Verilen Görev A
Belge bölümündeki "Tecritin ağır bir ceza olmasının bir sebebi vardır." cümlesini İngilizceye çevirin.
Verilen Görev B
Belge bölümündeki yazıyı son cümlesinden itibaren birkaç cümleyle devam ettirin.

Belge Bölümü
********************
Hristiyanlık Koronavirüs Konusunda Hiçbir Açıklamada Bulunmaz


Zaten bulunmaması gerekir

Bir çok Hristiyan için, korona virüsü sebebiyle gelen sınırlamalar Alçalış Dönemine denk gelmiştir. Geleneksel olarak bu dönem bir şeylerden feragat etme dönemidir. Ne var ki şu an getirilen kısıtlamalar-gösterilerin olmaması, okulların kapatılması, 65 yaş üstü kişilerin bir nevi hapsinde olması vs.-Alçalış Dönemindeki fedakarlıklarımızı gülünç hale getirir. Çikolata yememek ya da içki içmemek dostlarımızı, torunlarımızı görememekle ya da bir kafeye ya da kiliseye gidememekle kıyaslanınca bir hiçtir.

Normal şartlar altında bedenen bir araya gelmemizin bir sebebi vardır. Tecritin ağır bir ceza olmasının bir sebebi vardır.

Bu dönemde yaşadığımız bu Alçalış’ın öngörülebilir bir Diriliş Bayramı bile yok. ‘Şu kadar gün kaldı’ bile diyemiyoruz. Bir sakinlik var ama bu dinlenmenin değil, bekleyiş içindeki endişeli bir hüznün sakinliğidir.
********************
Sağlanan Veriler
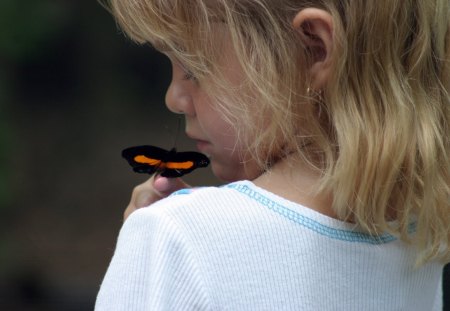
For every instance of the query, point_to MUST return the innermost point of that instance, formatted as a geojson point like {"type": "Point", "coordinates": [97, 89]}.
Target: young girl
{"type": "Point", "coordinates": [330, 119]}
********************
Yanıt A
There is a reason why isolation is a severe punishment.

Yanıt B
Şüphesiz, duymaya alışık olduğumuz bir takım sesler Tanrı’nın bize bunu neden yaptığını açıklamaya çalışacaktır. Bir ceza mı? Bir uyarı mı? Belki de bir işaret. Bu tür Hristiyanımsı refleksif tepkiler, nesiller önce rasyonalizmi (mantıkçılığı) kucaklamış bir kültürün sonucudur. Bu bakış açısına göre her şeyin bir açıklaması olmalı. Peki ama ya öyle değilse? Ya gerçek anlamdaki insani bilgelik, bir takım garip gurup spekülasyonları paketleyip ‘tamamdır, değil mi?’ demek değilse? Ya T. S. Eliot’un 1940’lu yılların başında fark ettiği üzere verilebilecek tek öğüt yanlış şeyi ummamak adına umut etmeden beklemekse?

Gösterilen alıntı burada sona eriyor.